Object location annotation data:
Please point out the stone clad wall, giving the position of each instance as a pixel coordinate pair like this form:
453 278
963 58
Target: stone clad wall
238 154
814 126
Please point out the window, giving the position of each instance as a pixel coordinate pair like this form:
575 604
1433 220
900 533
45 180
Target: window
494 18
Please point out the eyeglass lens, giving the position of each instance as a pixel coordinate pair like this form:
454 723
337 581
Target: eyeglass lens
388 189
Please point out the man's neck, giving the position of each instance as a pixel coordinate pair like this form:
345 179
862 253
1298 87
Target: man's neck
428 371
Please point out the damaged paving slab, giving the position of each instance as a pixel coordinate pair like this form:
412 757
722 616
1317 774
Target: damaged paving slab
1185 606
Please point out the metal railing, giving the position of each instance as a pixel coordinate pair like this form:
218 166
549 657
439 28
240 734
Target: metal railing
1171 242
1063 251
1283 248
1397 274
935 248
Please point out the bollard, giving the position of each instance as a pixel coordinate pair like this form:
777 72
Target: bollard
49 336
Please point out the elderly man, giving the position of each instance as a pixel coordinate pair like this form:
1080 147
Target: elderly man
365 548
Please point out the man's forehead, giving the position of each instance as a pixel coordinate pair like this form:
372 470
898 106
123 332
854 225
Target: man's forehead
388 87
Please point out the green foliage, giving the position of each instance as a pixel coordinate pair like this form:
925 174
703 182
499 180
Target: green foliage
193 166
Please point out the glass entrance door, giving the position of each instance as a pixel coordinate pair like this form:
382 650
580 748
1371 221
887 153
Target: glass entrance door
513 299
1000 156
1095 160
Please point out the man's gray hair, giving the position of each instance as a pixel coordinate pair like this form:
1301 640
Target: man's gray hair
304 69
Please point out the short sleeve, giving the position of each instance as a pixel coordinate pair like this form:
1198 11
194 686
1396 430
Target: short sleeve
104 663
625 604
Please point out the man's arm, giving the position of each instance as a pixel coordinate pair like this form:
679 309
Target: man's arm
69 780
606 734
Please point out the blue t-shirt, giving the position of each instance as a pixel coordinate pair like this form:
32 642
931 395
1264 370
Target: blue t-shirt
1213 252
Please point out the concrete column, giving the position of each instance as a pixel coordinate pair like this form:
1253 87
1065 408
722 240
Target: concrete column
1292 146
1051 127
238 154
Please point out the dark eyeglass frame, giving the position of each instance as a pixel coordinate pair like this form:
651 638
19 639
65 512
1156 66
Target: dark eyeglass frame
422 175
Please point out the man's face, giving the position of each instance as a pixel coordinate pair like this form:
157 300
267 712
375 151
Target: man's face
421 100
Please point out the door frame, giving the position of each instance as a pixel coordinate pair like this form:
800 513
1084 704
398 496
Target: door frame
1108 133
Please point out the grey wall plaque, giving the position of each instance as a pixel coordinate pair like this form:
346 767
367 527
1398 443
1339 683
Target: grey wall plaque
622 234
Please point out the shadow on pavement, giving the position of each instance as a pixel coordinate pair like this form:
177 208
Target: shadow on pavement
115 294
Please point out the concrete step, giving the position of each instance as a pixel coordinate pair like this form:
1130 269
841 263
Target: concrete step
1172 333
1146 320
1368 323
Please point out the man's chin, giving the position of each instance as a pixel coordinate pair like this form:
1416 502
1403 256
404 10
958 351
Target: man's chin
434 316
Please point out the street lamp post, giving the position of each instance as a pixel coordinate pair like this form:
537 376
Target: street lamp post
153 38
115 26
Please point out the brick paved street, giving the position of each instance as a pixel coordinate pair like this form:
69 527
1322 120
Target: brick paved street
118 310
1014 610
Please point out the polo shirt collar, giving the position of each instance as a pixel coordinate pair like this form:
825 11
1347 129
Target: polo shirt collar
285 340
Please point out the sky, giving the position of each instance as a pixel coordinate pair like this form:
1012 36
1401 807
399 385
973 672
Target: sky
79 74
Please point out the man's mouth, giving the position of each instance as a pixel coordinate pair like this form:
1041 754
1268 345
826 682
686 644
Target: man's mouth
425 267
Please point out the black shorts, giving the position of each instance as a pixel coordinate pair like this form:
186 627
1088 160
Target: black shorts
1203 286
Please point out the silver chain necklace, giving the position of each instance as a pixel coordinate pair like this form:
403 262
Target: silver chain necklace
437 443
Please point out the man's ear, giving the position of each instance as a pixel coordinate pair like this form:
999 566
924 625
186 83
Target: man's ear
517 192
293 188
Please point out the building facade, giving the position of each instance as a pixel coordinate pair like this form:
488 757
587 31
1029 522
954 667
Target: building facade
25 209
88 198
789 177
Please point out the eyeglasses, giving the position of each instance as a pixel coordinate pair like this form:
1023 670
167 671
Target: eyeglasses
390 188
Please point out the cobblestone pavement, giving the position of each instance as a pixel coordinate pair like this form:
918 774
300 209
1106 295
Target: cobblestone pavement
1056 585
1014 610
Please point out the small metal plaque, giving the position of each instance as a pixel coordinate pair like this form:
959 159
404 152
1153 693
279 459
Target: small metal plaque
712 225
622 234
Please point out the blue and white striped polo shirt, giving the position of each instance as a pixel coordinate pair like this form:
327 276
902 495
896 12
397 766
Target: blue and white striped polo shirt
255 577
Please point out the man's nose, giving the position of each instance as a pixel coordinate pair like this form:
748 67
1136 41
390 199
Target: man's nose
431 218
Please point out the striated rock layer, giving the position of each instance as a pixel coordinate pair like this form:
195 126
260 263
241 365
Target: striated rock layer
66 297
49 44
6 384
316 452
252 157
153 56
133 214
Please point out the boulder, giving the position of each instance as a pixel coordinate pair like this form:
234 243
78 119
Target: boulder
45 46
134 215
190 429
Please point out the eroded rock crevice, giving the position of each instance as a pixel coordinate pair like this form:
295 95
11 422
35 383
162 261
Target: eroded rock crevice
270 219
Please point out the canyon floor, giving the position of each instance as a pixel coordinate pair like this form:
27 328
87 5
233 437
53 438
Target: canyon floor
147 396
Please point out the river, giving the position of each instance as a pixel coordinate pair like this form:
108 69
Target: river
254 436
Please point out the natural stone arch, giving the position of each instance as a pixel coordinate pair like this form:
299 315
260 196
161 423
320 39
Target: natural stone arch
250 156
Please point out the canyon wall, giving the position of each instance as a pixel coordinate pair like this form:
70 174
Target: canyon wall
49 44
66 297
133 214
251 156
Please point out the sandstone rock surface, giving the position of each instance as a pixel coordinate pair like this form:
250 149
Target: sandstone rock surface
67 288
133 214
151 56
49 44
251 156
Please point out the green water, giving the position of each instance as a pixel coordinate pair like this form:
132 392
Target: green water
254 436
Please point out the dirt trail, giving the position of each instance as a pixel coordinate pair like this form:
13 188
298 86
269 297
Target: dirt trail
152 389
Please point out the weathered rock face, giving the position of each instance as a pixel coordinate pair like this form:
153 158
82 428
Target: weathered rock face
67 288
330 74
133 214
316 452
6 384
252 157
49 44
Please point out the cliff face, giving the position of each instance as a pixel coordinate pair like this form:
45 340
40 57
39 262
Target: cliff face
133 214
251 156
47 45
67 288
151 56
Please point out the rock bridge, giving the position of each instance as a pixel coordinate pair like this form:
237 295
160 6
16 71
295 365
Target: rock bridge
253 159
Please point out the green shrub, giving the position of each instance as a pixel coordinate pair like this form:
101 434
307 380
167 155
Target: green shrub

Short task
Look above for the line containing "Please point out the river, giving"; copy from it through the last line, exactly, and nothing more.

Solution
Please point out the river, giving the position of each instance as a pixel coordinate pair like this form:
108 69
Target: river
254 436
Please point out the natural stone arch, giving the position of each instance as a pixel coordinate pair like this form:
299 315
260 196
161 423
320 39
Target: natural stone arch
250 156
Please point out the canyon wall, giving the position of each instance as a pixel coordinate pair like this form:
70 174
Target: canyon wall
49 44
66 297
133 214
251 156
Please point out the sandstone rock surface, giving the position of each instance as a pixel coordinate pair like this form:
250 149
Target: sandstone rock surface
67 288
133 214
151 56
49 44
251 156
Please point out the green water, giving the position of each instance as a pixel coordinate pair like this form:
132 392
Target: green water
254 436
Please point out the dirt trail, giving the position of each instance as a pixel coordinate pair like this form:
13 188
298 86
269 297
Target: dirt trail
152 389
Please point out the weathered rock face, giving the position of each instance as a pixel coordinate pair like this form:
153 158
82 428
Target: weathered rock face
67 288
330 74
133 214
316 452
6 384
252 157
49 44
Please point out the cliff face, giving the position of each instance as a pixel coordinate pair like this form:
45 340
40 57
39 262
Target: cliff face
133 214
251 156
47 45
67 288
151 56
Please point out the rock bridge, giving the position of each instance as a pixel coordinate pair like this form:
237 295
160 6
16 71
295 365
Target: rock bridge
253 159
Please point out the green shrub, giving the position of each instance as a pixel coordinate pair like this form:
101 434
307 380
167 155
Target: green shrub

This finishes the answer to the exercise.